• DIRECTIONS: Can you write out all of the material below again with each "marker" replaced by "point", keeping everything else as it is and omitting the pictures?

>> begin DATA EXCERPTS

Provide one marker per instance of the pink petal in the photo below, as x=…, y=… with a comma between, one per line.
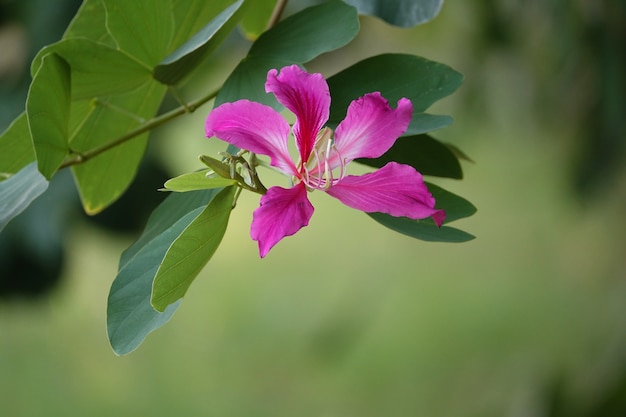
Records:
x=283, y=211
x=371, y=127
x=254, y=127
x=395, y=189
x=307, y=96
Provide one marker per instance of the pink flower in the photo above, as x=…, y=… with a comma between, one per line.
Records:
x=370, y=128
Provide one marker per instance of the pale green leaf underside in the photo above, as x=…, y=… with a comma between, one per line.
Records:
x=191, y=251
x=195, y=181
x=17, y=192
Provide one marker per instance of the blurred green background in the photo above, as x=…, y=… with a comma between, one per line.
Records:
x=347, y=318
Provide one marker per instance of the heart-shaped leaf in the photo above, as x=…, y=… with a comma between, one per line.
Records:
x=48, y=112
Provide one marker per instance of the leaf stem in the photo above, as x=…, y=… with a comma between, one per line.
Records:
x=80, y=157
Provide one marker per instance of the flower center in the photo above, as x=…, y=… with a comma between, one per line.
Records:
x=317, y=173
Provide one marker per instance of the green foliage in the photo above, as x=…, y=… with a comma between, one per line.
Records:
x=403, y=13
x=49, y=124
x=191, y=251
x=200, y=180
x=192, y=53
x=96, y=94
x=424, y=153
x=456, y=208
x=255, y=21
x=19, y=191
x=297, y=39
x=396, y=76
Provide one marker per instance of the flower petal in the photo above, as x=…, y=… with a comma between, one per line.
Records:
x=254, y=127
x=371, y=127
x=283, y=211
x=395, y=189
x=308, y=98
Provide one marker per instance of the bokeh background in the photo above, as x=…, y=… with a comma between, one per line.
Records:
x=347, y=318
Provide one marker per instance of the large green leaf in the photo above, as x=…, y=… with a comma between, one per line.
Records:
x=403, y=13
x=16, y=147
x=102, y=179
x=17, y=192
x=422, y=152
x=130, y=316
x=422, y=230
x=297, y=39
x=456, y=208
x=185, y=59
x=48, y=112
x=191, y=251
x=198, y=180
x=394, y=76
x=90, y=23
x=309, y=33
x=97, y=69
x=257, y=17
x=142, y=28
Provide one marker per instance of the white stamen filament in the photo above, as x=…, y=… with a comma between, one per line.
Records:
x=319, y=159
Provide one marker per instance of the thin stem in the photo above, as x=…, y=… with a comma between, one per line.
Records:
x=80, y=157
x=277, y=13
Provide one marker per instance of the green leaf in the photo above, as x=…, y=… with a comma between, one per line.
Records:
x=48, y=112
x=16, y=147
x=422, y=152
x=197, y=181
x=421, y=230
x=97, y=69
x=186, y=58
x=424, y=123
x=456, y=208
x=17, y=192
x=394, y=76
x=90, y=23
x=130, y=316
x=142, y=28
x=191, y=251
x=309, y=33
x=403, y=13
x=102, y=179
x=297, y=39
x=257, y=16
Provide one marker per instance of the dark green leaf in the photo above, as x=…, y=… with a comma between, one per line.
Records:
x=403, y=13
x=97, y=69
x=394, y=76
x=422, y=152
x=191, y=251
x=297, y=39
x=195, y=181
x=422, y=230
x=186, y=58
x=142, y=28
x=16, y=147
x=309, y=33
x=48, y=112
x=130, y=316
x=17, y=192
x=456, y=207
x=256, y=18
x=90, y=23
x=424, y=123
x=102, y=179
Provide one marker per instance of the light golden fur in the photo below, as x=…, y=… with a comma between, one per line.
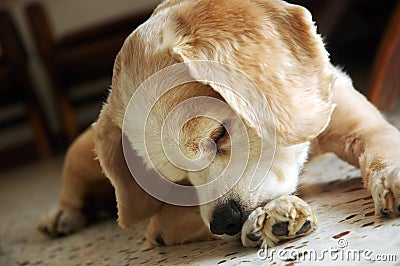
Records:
x=276, y=45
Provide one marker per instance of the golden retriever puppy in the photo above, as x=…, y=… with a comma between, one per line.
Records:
x=214, y=107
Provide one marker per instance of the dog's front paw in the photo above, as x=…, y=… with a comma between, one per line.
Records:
x=385, y=189
x=284, y=218
x=63, y=221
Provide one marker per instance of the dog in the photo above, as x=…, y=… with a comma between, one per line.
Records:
x=265, y=85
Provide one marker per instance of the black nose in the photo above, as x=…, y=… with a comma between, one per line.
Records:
x=226, y=219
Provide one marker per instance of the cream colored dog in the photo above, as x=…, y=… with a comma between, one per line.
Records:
x=299, y=104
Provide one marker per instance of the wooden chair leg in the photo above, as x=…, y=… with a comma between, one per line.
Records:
x=68, y=117
x=41, y=132
x=385, y=84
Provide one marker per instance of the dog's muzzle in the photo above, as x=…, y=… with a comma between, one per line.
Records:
x=226, y=219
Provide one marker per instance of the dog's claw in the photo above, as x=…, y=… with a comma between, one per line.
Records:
x=62, y=222
x=385, y=189
x=284, y=218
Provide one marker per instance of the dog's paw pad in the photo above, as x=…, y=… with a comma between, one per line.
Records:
x=62, y=222
x=280, y=229
x=385, y=189
x=284, y=218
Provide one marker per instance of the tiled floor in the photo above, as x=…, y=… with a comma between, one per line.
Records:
x=333, y=189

>> end DATA EXCERPTS

• THE SOLUTION:
Provide one point per instance of the pink petal in the photo below, as x=…, y=… with a comma between, one per line.
Records:
x=283, y=211
x=371, y=127
x=254, y=127
x=395, y=189
x=307, y=96
Provide one point per instance of the pink flower in the photo above, as x=…, y=… with a comma between, one per line.
Records:
x=370, y=128
Provide one point per instance of the pale green leaf underside in the photo above, as x=…, y=… with a comma between, one per line.
Records:
x=191, y=251
x=195, y=181
x=17, y=192
Provide one point per instance of the blurred green background in the photo above, as x=…, y=… with a comma between, one per line.
Records:
x=347, y=318
Provide one point per instance of the heart-shaped leaf in the photo above, as x=…, y=… with a comma between, one per line.
Records:
x=48, y=112
Provide one point per instance of the leaf stem in the photo above, as x=…, y=… with a comma between, one per line.
Records:
x=80, y=157
Provide one point per instance of the flower center in the photo above, as x=…, y=… with a comma between, one per line.
Records:
x=317, y=173
Provide one point per instance of the green foliage in the photo above, as x=…, y=… with a comma between, one per line.
Records:
x=403, y=13
x=49, y=124
x=191, y=251
x=200, y=180
x=192, y=53
x=96, y=94
x=424, y=153
x=456, y=208
x=255, y=21
x=19, y=191
x=297, y=39
x=396, y=76
Provide one point per instance of the flower petal in the photo above, as x=…, y=… with a comma between, one per line.
Records:
x=254, y=127
x=371, y=127
x=283, y=211
x=395, y=189
x=308, y=98
Provide one point per instance of the bokeh background in the photo above, as x=…, y=… with a comma between, one per line.
Records:
x=347, y=318
Provide one point per instance of the large green leaf in the photo above, as x=…, y=… with a comma between, one per line.
Records:
x=403, y=13
x=16, y=147
x=102, y=179
x=17, y=192
x=422, y=152
x=130, y=316
x=422, y=230
x=297, y=39
x=456, y=208
x=185, y=59
x=48, y=112
x=191, y=251
x=198, y=180
x=394, y=76
x=90, y=23
x=309, y=33
x=97, y=69
x=257, y=17
x=142, y=28
Provide one point per instance of the white stamen filament in the photo above, as x=…, y=… with a comma between, one per line.
Records:
x=319, y=159
Provide one point per instance of the thin stem in the photo above, as x=…, y=… with a comma between, one per line.
Records:
x=80, y=157
x=277, y=13
Provide one point per instance of the green leaf in the photo above, as x=…, y=… with a comma between, one per line.
Records:
x=48, y=112
x=16, y=147
x=422, y=152
x=197, y=181
x=421, y=230
x=97, y=69
x=186, y=58
x=424, y=123
x=456, y=208
x=17, y=192
x=394, y=76
x=90, y=23
x=130, y=316
x=142, y=28
x=191, y=251
x=309, y=33
x=403, y=13
x=102, y=179
x=297, y=39
x=257, y=16
Provide one point per instance of the dark green leaf in the photo above, as x=…, y=… with a comma between, one per line.
Records:
x=403, y=13
x=97, y=69
x=394, y=76
x=422, y=152
x=191, y=251
x=297, y=39
x=195, y=181
x=422, y=230
x=186, y=58
x=142, y=28
x=16, y=147
x=309, y=33
x=48, y=112
x=130, y=316
x=17, y=192
x=456, y=207
x=256, y=18
x=90, y=23
x=424, y=123
x=102, y=179
Provide one point per instance of the light golden fur in the photo below, as x=…, y=… with a comma between, one per line.
Records:
x=276, y=45
Provide one point per instance of the golden retriever puppy in the photo above, as x=…, y=… with a comma between, one per line.
Records:
x=214, y=107
Provide one point per instance of the dog's front paw in the photo above, as x=…, y=… with a comma between, one per line.
Records:
x=385, y=189
x=284, y=218
x=63, y=221
Provide one point per instance of the dog in the photo above, as x=…, y=… with a comma between, one per line.
Records:
x=265, y=85
Provide one point per instance of the black nose in the photo above, as x=…, y=… with a comma between, one per line.
Records:
x=226, y=219
Provide one point per instance of the cream colored dog in the photo above, as x=…, y=… with a comma between, one per line.
Records:
x=299, y=104
Provide one point per instance of the wooden chair leg in the photo above, as x=…, y=… with a comma between, one per line.
Records:
x=68, y=117
x=41, y=132
x=385, y=84
Provide one point per instance of the dog's muzzle in the photo above, as x=…, y=… with a comma between, one per line.
Records:
x=226, y=219
Provide one point per instance of the dog's claw in the photo above, as x=…, y=… with a comma between, one per line.
Records:
x=62, y=222
x=385, y=189
x=284, y=218
Provide one point per instance of the dog's paw pad in the photo above, as x=…, y=… with a comma between, one per line.
Records:
x=62, y=222
x=280, y=229
x=385, y=189
x=284, y=218
Provide one point per instance of the tiled floor in the photo above, as x=…, y=… with a comma between, one per line.
Records:
x=333, y=189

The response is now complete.